▸ **The problem**
Reproduce every item below line for line, without changing anything.
-- Data to use start --
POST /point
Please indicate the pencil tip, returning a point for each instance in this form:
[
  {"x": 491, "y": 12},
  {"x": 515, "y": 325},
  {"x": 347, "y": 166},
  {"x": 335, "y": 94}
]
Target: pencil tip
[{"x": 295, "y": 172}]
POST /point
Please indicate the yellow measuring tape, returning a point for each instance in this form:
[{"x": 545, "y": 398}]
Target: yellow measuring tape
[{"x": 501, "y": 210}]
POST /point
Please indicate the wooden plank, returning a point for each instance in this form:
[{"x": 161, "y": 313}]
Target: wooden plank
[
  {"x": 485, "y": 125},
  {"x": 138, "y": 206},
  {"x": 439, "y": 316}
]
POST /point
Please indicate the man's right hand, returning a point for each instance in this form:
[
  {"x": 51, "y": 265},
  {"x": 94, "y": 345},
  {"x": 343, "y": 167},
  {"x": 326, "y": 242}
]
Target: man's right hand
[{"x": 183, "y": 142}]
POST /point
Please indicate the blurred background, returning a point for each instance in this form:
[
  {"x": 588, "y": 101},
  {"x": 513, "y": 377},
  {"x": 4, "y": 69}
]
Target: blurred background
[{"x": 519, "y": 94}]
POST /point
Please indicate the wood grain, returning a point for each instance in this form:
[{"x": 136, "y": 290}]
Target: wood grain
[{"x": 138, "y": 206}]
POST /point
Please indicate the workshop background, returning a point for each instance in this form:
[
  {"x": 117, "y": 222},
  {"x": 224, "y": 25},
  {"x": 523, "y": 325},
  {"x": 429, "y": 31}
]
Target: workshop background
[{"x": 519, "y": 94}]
-- Data to use end --
▸ **Reply**
POST /point
Please indicate the pencil tip, returning a point for each instance in this form:
[
  {"x": 491, "y": 12},
  {"x": 515, "y": 325},
  {"x": 347, "y": 166},
  {"x": 335, "y": 94}
]
Target: pencil tip
[{"x": 295, "y": 172}]
POST /point
Please indicate the yellow measuring tape, returning a point for each instance in this form:
[{"x": 545, "y": 398}]
Target: yellow measuring tape
[{"x": 501, "y": 210}]
POST /point
Please indicate the wooden plank, returning a point for each instance in this form:
[{"x": 161, "y": 313}]
Target: wooden plank
[
  {"x": 485, "y": 125},
  {"x": 138, "y": 206},
  {"x": 439, "y": 316}
]
POST /point
Please indicate the man's right hand, returning a point for each instance in this form:
[
  {"x": 51, "y": 265},
  {"x": 94, "y": 345},
  {"x": 343, "y": 167},
  {"x": 326, "y": 242}
]
Target: man's right hand
[{"x": 183, "y": 142}]
POST /point
Please indicate the blurred background, returning a point for each instance in this form:
[
  {"x": 588, "y": 101},
  {"x": 513, "y": 377},
  {"x": 4, "y": 69}
]
Target: blurred background
[{"x": 519, "y": 94}]
POST /point
Please indicate the wood grain, returning a point for each instance in this form:
[{"x": 136, "y": 290}]
Target: wood grain
[{"x": 138, "y": 206}]
POST /point
Please indicate the workshop background, returning a point for each instance in this form:
[
  {"x": 117, "y": 222},
  {"x": 224, "y": 25},
  {"x": 523, "y": 325},
  {"x": 429, "y": 31}
]
Target: workshop background
[{"x": 519, "y": 94}]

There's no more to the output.